PROMPT: Reproduce the whole listing, character for character.

--- RECORD EXCERPTS Enclosed Below ---

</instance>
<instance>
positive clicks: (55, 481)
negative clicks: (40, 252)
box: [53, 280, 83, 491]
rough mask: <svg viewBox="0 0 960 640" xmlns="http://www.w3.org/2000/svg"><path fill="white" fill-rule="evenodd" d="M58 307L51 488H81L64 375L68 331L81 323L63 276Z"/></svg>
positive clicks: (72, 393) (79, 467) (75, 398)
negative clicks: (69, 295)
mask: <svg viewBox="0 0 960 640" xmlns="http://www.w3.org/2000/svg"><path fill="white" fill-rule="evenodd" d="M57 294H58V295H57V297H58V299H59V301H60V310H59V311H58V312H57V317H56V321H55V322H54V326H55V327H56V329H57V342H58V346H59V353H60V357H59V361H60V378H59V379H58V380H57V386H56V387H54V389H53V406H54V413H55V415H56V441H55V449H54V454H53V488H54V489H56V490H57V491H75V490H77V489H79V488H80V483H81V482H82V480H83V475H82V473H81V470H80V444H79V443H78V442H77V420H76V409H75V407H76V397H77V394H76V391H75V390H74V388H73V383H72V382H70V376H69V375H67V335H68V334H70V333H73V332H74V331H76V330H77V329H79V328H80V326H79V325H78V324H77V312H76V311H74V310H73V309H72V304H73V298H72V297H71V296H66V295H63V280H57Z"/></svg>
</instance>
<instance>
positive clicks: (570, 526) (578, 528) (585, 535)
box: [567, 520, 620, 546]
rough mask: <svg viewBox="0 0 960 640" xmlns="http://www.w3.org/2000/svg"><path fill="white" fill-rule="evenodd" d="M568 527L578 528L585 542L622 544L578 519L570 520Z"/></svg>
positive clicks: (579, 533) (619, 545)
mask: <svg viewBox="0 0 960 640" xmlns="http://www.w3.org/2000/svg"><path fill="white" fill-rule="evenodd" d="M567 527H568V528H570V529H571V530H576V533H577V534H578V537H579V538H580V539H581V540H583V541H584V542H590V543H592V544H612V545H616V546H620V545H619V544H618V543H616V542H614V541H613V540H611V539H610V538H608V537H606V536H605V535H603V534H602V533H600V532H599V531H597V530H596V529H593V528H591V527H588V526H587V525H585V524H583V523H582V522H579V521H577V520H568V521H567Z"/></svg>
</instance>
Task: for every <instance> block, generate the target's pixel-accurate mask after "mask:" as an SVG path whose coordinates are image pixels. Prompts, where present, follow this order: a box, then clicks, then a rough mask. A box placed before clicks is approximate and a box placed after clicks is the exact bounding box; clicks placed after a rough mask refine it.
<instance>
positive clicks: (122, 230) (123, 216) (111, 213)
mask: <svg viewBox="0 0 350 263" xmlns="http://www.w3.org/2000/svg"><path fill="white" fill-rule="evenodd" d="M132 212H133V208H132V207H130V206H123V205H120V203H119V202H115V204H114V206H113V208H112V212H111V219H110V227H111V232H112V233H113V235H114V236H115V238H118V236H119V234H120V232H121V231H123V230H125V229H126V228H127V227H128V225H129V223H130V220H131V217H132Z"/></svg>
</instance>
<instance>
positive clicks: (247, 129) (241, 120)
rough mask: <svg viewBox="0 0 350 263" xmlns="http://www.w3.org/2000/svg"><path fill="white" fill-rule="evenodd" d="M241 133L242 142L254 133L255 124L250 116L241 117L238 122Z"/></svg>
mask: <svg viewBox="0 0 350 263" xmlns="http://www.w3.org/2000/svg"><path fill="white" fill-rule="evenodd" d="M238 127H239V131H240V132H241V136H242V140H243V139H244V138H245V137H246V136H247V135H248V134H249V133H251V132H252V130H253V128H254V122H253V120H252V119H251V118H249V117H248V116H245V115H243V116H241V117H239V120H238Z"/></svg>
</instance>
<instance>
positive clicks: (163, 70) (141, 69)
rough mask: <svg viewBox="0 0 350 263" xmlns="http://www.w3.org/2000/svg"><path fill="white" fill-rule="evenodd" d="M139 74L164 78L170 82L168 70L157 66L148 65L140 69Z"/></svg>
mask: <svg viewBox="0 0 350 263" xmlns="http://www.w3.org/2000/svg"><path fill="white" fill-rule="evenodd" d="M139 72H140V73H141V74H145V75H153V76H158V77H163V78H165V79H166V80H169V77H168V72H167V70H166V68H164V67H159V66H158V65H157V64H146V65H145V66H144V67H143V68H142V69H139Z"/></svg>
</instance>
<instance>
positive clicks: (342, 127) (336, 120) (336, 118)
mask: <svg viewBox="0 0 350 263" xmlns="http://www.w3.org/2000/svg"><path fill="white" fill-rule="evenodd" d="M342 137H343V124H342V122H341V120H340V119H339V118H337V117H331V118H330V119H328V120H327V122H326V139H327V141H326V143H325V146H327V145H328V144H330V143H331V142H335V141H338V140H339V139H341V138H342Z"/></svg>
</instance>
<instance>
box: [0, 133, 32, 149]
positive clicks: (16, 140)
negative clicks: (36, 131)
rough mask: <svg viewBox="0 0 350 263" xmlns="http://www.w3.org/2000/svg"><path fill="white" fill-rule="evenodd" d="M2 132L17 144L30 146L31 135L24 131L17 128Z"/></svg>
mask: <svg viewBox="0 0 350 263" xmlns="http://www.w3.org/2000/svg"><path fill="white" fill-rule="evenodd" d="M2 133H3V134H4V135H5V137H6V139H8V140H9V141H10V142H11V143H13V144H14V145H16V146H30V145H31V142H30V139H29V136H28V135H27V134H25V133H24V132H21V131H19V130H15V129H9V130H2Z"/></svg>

--- End of Enclosed RECORD EXCERPTS ---

RESPONSE AREA:
</instance>
<instance>
positive clicks: (55, 481)
negative clicks: (40, 252)
box: [53, 280, 83, 491]
rough mask: <svg viewBox="0 0 960 640" xmlns="http://www.w3.org/2000/svg"><path fill="white" fill-rule="evenodd" d="M58 307L51 488H81L64 375L68 331L81 323L63 276Z"/></svg>
positive clicks: (72, 393) (79, 467) (75, 398)
negative clicks: (69, 295)
mask: <svg viewBox="0 0 960 640" xmlns="http://www.w3.org/2000/svg"><path fill="white" fill-rule="evenodd" d="M57 294H58V295H57V297H58V299H59V301H60V310H59V311H58V312H57V317H56V321H55V322H54V326H55V327H56V329H57V342H58V346H59V353H60V357H59V361H60V378H59V379H58V380H57V386H56V387H54V389H53V406H54V413H55V415H56V441H55V449H54V454H53V488H54V489H56V490H57V491H75V490H77V489H79V488H80V483H81V482H82V480H83V475H82V473H81V470H80V444H79V443H78V442H77V420H76V409H75V407H76V397H77V394H76V391H75V390H74V388H73V383H72V382H70V376H69V375H67V335H68V334H70V333H73V332H74V331H76V330H77V329H79V328H80V326H79V325H78V324H77V312H76V311H74V310H73V309H72V304H73V298H72V297H71V296H66V295H63V280H57Z"/></svg>
</instance>
<instance>
positive clicks: (570, 526) (578, 528) (585, 535)
box: [567, 520, 620, 546]
rough mask: <svg viewBox="0 0 960 640" xmlns="http://www.w3.org/2000/svg"><path fill="white" fill-rule="evenodd" d="M568 527L578 528L585 542L622 544L578 519L570 520Z"/></svg>
positive clicks: (579, 533) (619, 545)
mask: <svg viewBox="0 0 960 640" xmlns="http://www.w3.org/2000/svg"><path fill="white" fill-rule="evenodd" d="M567 527H568V528H570V529H571V530H576V533H577V534H578V537H579V538H580V539H581V540H583V541H584V542H590V543H592V544H612V545H616V546H620V545H619V544H618V543H616V542H614V541H613V540H611V539H610V538H608V537H606V536H605V535H603V534H602V533H600V532H599V531H597V530H596V529H593V528H591V527H588V526H587V525H585V524H583V523H582V522H579V521H577V520H568V521H567Z"/></svg>
</instance>
Task: for every <instance> block, generate the target's pixel-accurate mask after "mask:" as an SVG path whose coordinates are image pixels. Prompts, where present, follow this order: a box, then clicks, then a rough mask. A box placed before clicks is approximate and a box placed after clicks is the exact bounding box; clicks placed after a rough mask refine it.
<instance>
positive clicks: (122, 230) (123, 216) (111, 213)
mask: <svg viewBox="0 0 350 263" xmlns="http://www.w3.org/2000/svg"><path fill="white" fill-rule="evenodd" d="M132 212H133V208H132V207H130V206H123V205H120V203H119V202H115V204H114V206H113V208H112V212H111V219H110V227H111V232H112V233H113V235H114V236H115V238H118V236H119V234H120V232H121V231H123V230H125V229H126V228H127V227H128V225H129V223H130V220H131V217H132Z"/></svg>
</instance>
<instance>
positive clicks: (247, 129) (241, 120)
rough mask: <svg viewBox="0 0 350 263" xmlns="http://www.w3.org/2000/svg"><path fill="white" fill-rule="evenodd" d="M241 133L242 142L254 133L255 124L250 116L241 117L238 122Z"/></svg>
mask: <svg viewBox="0 0 350 263" xmlns="http://www.w3.org/2000/svg"><path fill="white" fill-rule="evenodd" d="M238 127H239V131H240V132H241V136H242V140H243V139H244V138H245V137H246V136H247V135H248V134H249V133H251V132H252V130H253V128H254V122H253V120H252V119H251V118H249V117H248V116H245V115H243V116H241V117H239V120H238Z"/></svg>
</instance>
<instance>
positive clicks: (163, 70) (141, 69)
rough mask: <svg viewBox="0 0 350 263" xmlns="http://www.w3.org/2000/svg"><path fill="white" fill-rule="evenodd" d="M139 74L164 78L170 82L168 70L157 66L148 65L140 69Z"/></svg>
mask: <svg viewBox="0 0 350 263" xmlns="http://www.w3.org/2000/svg"><path fill="white" fill-rule="evenodd" d="M139 72H140V73H141V74H145V75H153V76H158V77H163V78H165V79H166V80H169V77H168V72H167V70H166V68H164V67H159V66H158V65H157V64H146V65H145V66H144V67H143V68H142V69H139Z"/></svg>
</instance>
<instance>
positive clicks: (342, 127) (336, 120) (336, 118)
mask: <svg viewBox="0 0 350 263" xmlns="http://www.w3.org/2000/svg"><path fill="white" fill-rule="evenodd" d="M342 137H343V124H342V122H341V120H340V119H339V118H337V117H331V118H330V119H328V120H327V122H326V139H327V141H326V143H325V146H327V145H328V144H330V143H331V142H335V141H338V140H339V139H341V138H342Z"/></svg>
</instance>
<instance>
box: [0, 133, 32, 149]
positive clicks: (16, 140)
negative clicks: (36, 131)
rough mask: <svg viewBox="0 0 350 263" xmlns="http://www.w3.org/2000/svg"><path fill="white" fill-rule="evenodd" d="M2 132L17 144L30 146L31 135L24 131L17 128Z"/></svg>
mask: <svg viewBox="0 0 350 263" xmlns="http://www.w3.org/2000/svg"><path fill="white" fill-rule="evenodd" d="M2 133H3V134H4V135H5V137H6V139H8V140H9V141H10V142H11V143H13V144H14V145H16V146H30V145H31V142H30V139H29V136H28V135H27V134H25V133H24V132H21V131H19V130H15V129H9V130H2Z"/></svg>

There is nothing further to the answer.